• AVAILABLE RECORDS:
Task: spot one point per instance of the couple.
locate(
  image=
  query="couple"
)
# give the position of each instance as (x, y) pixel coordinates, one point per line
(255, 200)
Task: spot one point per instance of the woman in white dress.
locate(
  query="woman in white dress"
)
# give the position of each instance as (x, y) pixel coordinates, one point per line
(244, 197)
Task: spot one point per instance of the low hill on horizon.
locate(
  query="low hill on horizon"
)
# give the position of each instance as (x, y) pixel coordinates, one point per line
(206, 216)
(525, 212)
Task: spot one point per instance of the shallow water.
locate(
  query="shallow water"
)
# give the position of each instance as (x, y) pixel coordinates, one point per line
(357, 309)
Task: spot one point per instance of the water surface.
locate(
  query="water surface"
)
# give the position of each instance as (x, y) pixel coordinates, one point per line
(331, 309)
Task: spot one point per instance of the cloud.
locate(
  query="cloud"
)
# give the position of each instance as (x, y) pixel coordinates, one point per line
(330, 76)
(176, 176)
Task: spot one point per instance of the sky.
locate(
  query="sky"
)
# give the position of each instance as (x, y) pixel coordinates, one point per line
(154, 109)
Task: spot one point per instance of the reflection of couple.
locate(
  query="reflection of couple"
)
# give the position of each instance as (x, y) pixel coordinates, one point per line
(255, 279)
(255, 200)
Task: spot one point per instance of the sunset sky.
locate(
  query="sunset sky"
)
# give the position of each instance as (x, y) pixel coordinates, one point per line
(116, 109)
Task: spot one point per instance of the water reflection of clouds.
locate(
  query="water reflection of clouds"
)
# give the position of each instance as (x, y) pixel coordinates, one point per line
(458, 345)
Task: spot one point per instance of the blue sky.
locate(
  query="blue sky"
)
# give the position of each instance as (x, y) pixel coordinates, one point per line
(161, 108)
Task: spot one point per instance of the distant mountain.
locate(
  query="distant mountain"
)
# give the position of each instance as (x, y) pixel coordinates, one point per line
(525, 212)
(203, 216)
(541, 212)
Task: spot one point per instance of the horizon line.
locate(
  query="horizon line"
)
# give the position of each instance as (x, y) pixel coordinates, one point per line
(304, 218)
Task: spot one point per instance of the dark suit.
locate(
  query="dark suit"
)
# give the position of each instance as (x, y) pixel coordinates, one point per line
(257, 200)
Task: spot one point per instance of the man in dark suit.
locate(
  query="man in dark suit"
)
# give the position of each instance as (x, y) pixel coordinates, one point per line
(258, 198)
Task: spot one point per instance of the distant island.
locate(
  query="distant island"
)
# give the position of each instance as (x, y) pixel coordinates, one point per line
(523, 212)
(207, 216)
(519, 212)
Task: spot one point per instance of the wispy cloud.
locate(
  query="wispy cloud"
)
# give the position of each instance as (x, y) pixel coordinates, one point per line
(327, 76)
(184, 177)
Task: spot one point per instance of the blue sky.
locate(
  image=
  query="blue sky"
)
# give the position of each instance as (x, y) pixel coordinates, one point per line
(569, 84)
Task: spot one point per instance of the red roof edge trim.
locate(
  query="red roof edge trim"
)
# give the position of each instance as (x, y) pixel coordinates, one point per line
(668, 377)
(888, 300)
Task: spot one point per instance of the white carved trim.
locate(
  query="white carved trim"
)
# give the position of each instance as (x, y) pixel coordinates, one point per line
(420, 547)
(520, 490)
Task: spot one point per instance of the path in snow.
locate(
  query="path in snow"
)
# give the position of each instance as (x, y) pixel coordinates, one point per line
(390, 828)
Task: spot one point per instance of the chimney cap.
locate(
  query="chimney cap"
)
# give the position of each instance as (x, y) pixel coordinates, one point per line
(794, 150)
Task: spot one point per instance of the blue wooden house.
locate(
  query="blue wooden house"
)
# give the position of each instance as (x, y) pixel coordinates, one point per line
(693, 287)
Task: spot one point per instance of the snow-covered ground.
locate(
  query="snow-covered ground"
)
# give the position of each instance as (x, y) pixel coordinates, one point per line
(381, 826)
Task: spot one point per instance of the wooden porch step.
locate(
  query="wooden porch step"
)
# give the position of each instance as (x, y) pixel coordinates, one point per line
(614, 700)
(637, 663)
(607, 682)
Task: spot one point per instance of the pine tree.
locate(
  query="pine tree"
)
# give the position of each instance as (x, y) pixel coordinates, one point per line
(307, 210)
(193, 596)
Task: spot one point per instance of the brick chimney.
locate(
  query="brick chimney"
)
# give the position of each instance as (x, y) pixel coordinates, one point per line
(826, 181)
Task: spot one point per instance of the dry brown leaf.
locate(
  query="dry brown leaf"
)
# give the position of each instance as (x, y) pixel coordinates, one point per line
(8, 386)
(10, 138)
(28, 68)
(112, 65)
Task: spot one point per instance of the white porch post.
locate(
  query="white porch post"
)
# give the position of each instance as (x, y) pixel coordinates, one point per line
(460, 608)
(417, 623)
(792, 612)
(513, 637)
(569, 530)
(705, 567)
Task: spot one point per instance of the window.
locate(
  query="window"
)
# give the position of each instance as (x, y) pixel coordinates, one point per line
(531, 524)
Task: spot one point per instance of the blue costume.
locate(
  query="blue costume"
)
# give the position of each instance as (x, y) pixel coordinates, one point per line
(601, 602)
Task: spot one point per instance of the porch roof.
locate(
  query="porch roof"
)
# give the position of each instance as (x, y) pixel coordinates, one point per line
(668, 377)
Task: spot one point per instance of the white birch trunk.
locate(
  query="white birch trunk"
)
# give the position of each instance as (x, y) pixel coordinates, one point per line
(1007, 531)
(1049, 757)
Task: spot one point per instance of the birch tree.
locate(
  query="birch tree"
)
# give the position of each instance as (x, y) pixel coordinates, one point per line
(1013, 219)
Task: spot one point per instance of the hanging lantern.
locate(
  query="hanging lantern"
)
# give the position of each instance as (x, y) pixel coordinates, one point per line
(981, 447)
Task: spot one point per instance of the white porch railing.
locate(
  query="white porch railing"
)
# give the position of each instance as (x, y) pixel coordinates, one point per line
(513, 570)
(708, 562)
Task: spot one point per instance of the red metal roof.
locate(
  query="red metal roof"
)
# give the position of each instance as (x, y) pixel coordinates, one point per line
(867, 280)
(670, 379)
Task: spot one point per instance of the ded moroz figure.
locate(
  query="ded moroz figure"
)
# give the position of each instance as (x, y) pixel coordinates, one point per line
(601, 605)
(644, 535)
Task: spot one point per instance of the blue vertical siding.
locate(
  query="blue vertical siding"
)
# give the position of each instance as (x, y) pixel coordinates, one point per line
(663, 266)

• HOW TO COMPLETE THIS TASK:
Determine how many lines of the listing above include the word "brick", and report that number only.

• EXERCISE RESPONSE:
2